Sujet : Re: Decoding bytes to text strings in Python 2
De : usenet202101 (at) *nospam* magic-cookie.co.ukNOSPAMPLEASE (Rayner Lucas)
Groupes : comp.lang.pythonDate : 22. Jun 2024, 14:26:00
Autres entêtes
Organisation : The Lumber Cartel (TINLC)
Message-ID : <MPG.40e0d331681f012e9896e1@news.eternal-september.org>
References : 1 2
User-Agent : MicroPlanet-Gravity/3.0.4
In article <
Text-20240621184010@ram.dialup.fu-berlin.de>,
ram@zedat.fu-berlin.de says...
I didn't really do a super thorough deep dive on this,
but I'm just giving the initial impression without
actually being familiar with Tkinter under Python 2,
so I might be wrong!
The Text widget typically expects text in Tcl encoding,
which is usually UTF-8.
This is independent of the result returned by sys.get-
defaultencoding()!
If a UTF-8 string is inserted directly as a bytes object,
its code points will be displayed correctly by the Text
widget as long as they are in the BMP (Basic Multilingual
Plane), as you already found out yourself.
Many thanks, you've helped me greatly in understanding what's happening.

::::

Stated exercise A :: In the header of the Usenet post about decoding bytes in Python 2, list every field name that is followed by a colon.
Stated exercise B :: Write the next part of the Usenet post about decoding bytes to text strings in Python 2, starting right after its final sentence.
The items that follow are separate material and are unrelated to the Usenet post.

Records shown ::

::::

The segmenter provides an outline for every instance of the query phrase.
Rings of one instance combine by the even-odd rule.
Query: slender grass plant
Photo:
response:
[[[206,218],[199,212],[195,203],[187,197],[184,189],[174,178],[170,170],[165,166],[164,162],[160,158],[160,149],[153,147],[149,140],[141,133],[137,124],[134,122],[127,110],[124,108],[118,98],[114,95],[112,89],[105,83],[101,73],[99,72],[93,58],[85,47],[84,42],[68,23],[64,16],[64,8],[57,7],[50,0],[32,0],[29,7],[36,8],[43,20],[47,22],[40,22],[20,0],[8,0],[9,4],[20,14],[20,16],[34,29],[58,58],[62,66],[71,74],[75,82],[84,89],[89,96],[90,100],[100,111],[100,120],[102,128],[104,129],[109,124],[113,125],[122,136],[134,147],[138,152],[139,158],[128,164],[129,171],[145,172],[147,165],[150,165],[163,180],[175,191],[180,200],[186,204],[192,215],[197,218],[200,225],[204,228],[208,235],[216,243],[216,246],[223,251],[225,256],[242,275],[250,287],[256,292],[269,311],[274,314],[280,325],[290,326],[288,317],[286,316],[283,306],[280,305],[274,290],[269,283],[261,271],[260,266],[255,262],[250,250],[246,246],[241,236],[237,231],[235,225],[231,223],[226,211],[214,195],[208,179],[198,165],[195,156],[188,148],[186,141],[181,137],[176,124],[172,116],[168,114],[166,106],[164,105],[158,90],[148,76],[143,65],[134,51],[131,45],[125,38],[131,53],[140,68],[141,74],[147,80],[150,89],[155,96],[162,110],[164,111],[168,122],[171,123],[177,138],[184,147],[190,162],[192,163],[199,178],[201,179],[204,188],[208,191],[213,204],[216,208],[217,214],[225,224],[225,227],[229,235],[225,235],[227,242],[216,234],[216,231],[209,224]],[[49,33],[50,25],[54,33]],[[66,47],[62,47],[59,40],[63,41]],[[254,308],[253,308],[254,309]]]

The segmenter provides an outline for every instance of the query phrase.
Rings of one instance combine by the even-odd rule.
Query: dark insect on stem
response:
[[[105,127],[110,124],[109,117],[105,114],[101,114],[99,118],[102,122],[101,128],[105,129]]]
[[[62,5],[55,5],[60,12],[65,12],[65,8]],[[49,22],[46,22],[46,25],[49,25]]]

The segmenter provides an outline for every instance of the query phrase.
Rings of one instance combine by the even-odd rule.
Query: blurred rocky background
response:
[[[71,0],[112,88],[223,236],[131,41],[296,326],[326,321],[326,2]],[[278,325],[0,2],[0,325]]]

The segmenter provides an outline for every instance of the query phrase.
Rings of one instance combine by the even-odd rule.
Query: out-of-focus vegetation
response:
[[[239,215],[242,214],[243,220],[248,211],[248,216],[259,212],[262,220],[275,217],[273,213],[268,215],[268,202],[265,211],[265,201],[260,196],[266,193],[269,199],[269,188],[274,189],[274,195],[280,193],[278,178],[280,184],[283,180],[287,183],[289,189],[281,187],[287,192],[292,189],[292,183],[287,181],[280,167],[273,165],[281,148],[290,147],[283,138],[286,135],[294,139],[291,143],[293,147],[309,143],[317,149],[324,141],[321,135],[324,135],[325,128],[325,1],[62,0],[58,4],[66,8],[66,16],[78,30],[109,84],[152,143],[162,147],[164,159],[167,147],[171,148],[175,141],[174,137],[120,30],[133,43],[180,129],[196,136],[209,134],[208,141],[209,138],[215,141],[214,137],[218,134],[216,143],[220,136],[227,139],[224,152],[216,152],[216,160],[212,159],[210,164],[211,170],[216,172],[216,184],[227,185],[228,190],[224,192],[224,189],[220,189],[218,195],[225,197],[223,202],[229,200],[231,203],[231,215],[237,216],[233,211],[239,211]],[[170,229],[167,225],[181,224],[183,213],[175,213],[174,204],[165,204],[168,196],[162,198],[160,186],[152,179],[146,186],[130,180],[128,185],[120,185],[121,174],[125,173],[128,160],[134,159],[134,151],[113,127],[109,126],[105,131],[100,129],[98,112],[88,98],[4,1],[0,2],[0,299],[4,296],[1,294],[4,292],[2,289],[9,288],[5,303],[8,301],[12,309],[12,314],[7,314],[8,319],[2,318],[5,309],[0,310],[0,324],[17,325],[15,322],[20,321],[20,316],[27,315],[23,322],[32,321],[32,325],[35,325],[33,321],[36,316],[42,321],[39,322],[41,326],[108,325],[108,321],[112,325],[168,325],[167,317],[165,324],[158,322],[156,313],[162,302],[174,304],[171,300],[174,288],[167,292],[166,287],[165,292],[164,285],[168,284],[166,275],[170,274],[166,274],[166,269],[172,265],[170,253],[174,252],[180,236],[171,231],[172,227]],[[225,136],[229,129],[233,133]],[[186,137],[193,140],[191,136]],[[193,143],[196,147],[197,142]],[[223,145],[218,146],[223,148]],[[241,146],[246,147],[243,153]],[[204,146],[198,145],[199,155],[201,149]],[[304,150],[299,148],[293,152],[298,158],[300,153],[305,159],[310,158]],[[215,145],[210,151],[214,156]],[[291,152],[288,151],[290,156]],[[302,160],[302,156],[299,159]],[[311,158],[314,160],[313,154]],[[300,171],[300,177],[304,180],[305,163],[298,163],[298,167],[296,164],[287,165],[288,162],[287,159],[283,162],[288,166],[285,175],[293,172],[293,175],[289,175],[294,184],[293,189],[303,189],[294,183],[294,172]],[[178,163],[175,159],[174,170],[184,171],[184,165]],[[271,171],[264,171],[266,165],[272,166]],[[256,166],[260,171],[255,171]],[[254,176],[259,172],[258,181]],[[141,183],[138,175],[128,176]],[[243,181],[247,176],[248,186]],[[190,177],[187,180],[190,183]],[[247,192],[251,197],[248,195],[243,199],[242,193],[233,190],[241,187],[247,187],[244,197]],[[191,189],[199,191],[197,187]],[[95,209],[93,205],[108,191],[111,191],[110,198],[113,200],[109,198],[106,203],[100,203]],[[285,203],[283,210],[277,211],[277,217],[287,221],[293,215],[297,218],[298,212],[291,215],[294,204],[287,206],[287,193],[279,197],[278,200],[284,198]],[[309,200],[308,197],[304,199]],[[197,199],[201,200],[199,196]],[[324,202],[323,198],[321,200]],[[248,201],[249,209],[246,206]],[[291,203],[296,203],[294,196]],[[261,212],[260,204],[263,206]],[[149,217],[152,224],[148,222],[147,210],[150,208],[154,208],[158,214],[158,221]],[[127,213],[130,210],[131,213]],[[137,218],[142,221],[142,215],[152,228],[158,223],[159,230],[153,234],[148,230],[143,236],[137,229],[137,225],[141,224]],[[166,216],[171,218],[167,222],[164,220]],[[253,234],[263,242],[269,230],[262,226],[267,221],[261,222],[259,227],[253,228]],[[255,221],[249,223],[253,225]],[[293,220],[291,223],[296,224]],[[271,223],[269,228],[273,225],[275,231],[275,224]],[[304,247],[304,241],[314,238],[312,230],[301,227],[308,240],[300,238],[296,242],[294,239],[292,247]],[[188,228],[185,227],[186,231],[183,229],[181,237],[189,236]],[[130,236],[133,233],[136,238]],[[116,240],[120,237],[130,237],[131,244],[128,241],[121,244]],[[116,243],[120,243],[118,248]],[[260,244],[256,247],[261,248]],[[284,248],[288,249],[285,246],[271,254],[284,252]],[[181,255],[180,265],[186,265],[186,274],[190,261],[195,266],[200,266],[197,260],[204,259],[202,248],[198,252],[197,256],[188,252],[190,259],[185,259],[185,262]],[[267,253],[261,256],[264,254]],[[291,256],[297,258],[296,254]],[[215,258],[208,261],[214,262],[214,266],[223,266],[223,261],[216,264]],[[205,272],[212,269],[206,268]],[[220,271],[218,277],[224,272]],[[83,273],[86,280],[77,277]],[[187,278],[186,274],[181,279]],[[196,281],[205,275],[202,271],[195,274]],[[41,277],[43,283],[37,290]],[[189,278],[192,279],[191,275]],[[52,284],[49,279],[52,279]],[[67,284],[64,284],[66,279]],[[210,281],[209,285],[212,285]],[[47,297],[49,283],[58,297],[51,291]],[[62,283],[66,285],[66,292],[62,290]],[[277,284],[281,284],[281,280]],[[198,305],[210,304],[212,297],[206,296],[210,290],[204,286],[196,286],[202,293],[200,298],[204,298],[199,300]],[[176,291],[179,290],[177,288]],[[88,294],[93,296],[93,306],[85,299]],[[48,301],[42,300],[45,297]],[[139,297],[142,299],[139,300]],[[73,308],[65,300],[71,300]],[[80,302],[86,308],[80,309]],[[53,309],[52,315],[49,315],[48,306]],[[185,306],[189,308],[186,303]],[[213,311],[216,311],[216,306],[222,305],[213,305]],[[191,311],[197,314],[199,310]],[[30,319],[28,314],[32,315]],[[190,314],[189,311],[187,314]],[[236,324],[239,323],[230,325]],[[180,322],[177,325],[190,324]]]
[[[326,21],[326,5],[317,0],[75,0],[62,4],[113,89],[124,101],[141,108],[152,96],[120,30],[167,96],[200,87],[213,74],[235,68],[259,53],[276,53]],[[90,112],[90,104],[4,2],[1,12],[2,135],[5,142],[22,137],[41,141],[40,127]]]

::::

Response A :: Sujet, De, Groupes, Date, Organisation, Message-ID, References, User-Agent

Response B ::
When I tried running my example code on a different system (Python
2.7.18 on Linux, with Tcl/Tk 8.5), I got the error:
_tkinter.TclError: character U+1f40d is above the range (U+0000-U+FFFF)
allowed by Tcl
So, as your reply suggests, the problem is ultimately a limitation of
Tcl/Tk itself. Perhaps I should have spent more time studying the docs
for that instead of puzzling over the details of character encodings in
Python! I'm not sure why it doesn't give the same error on Windows, but
at least now I know where the root of the issue is.
I am now much better informed about how to migrate the code I'm working
on, so I am very grateful for your help.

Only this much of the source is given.